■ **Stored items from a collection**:
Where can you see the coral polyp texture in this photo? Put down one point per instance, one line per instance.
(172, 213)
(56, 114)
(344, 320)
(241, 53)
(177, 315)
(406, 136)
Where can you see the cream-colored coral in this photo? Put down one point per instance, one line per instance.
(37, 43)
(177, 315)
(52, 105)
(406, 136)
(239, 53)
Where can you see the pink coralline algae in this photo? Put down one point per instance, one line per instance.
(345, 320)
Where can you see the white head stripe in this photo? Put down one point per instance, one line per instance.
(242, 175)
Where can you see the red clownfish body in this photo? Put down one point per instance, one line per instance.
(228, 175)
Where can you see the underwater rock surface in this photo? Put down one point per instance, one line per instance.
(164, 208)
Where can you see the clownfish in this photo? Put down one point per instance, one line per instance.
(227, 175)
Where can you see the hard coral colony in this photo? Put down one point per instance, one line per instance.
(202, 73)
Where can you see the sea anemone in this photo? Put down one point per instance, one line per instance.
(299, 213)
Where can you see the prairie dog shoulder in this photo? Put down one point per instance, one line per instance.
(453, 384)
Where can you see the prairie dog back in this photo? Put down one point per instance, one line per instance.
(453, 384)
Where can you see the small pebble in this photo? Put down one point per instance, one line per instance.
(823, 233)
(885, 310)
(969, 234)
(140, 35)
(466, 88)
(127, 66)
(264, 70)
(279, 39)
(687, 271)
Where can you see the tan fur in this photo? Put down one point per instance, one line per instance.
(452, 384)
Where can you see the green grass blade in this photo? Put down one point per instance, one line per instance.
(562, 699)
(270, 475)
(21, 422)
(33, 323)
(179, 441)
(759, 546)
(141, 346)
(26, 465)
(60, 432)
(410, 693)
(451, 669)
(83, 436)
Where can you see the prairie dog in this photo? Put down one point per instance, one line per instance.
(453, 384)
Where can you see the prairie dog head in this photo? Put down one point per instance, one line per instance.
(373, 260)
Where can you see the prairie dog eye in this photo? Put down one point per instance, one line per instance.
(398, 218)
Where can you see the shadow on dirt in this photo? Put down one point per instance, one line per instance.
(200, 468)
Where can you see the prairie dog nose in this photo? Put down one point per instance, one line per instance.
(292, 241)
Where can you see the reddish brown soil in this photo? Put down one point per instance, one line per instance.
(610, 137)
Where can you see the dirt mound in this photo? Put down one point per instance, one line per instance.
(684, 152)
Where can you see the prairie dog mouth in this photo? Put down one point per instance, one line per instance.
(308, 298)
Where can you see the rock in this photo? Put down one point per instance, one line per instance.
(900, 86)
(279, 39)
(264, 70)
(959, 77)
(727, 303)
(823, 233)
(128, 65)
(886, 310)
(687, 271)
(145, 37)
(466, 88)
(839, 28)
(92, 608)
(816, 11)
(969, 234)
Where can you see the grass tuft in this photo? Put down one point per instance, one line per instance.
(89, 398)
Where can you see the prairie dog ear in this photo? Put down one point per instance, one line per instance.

■ **WHAT THE EXERCISE ASKS**: Your task is to repeat each line of the material exactly.

■ **SOLUTION TO THIS PROBLEM**:
Where can you see the coral polyp texture in this photo? Put down one point per instance, one line per instance.
(172, 213)
(56, 114)
(344, 320)
(241, 53)
(177, 315)
(406, 136)
Where can you see the cream-colored coral in this photo? Put down one point per instance, one line per instance.
(37, 43)
(177, 315)
(52, 105)
(406, 136)
(239, 53)
Where can you see the pink coralline algae in this photo? Put down one point per instance, one line per instance.
(345, 320)
Where can you see the white head stripe in this photo? Put down one point per instance, one line per instance.
(242, 175)
Where can you see the red clownfish body in this photo? Put down one point per instance, one line per instance.
(228, 175)
Where can you see the underwater rock surface in this photo? Put down one point per instance, one line per instance.
(164, 208)
Where can you see the clownfish in this photo? Put down one point per instance, one line per instance.
(227, 175)
Where can you see the hard coral colony in this photo? Put down one point per instance, one line per instance.
(202, 73)
Where can you see the sea anemone in this photo? Put down one point per instance, one line per instance.
(299, 213)
Where can you see the prairie dog shoulder in this photo? Put down one point per instance, one line per instance.
(453, 384)
Where can you see the prairie dog back in this photo? Put down one point per instance, one line per instance.
(453, 384)
Where can you see the small pebble in this photo? Put down one point per instance, one line per instance.
(823, 233)
(885, 310)
(969, 234)
(140, 35)
(466, 88)
(127, 66)
(264, 70)
(279, 39)
(687, 271)
Where can you see the tan fur in this photo? Put down one point per instance, one line per instance.
(452, 384)
Where can you see the green grass blade in this photo? Put down one point per instance, one line per instance.
(562, 699)
(270, 475)
(21, 422)
(33, 323)
(179, 441)
(759, 546)
(141, 346)
(26, 465)
(60, 432)
(410, 693)
(451, 669)
(83, 436)
Where can you see the prairie dog in this photo? Put down one point per instance, one line per instance.
(453, 384)
Where can you see the prairie dog head in this photo? Put down one point per instance, one line per instance.
(373, 260)
Where can you see the prairie dog eye in this photo? Put down one point per instance, one line per instance.
(398, 218)
Where can you see the shadow on dirt in this photo? Put down one point per instance, one line per instance.
(200, 468)
Where can you see the prairie dog nose in this photo? Put down one point per instance, one line per instance.
(292, 241)
Where can you see the reddish brown soil in this photo? Put down one point per instance, one line per instance.
(610, 137)
Where can you see the dirt mound in this photo? Put down one point per instance, one line per instance.
(684, 152)
Where can you see the prairie dog mouth in this photo? Put down one point per instance, one line per instance.
(308, 298)
Where can you see the rock in this photo? Put down one point per instance, one line per instance.
(900, 86)
(279, 39)
(264, 70)
(959, 77)
(727, 303)
(823, 233)
(128, 65)
(886, 310)
(687, 271)
(145, 37)
(466, 88)
(839, 28)
(92, 608)
(816, 11)
(969, 234)
Where can you see the grass tuft in this photo? Put down one point per instance, one line per instance.
(89, 398)
Where can you see the prairie dog ear in this photo? Put down one point per instance, one line per instance.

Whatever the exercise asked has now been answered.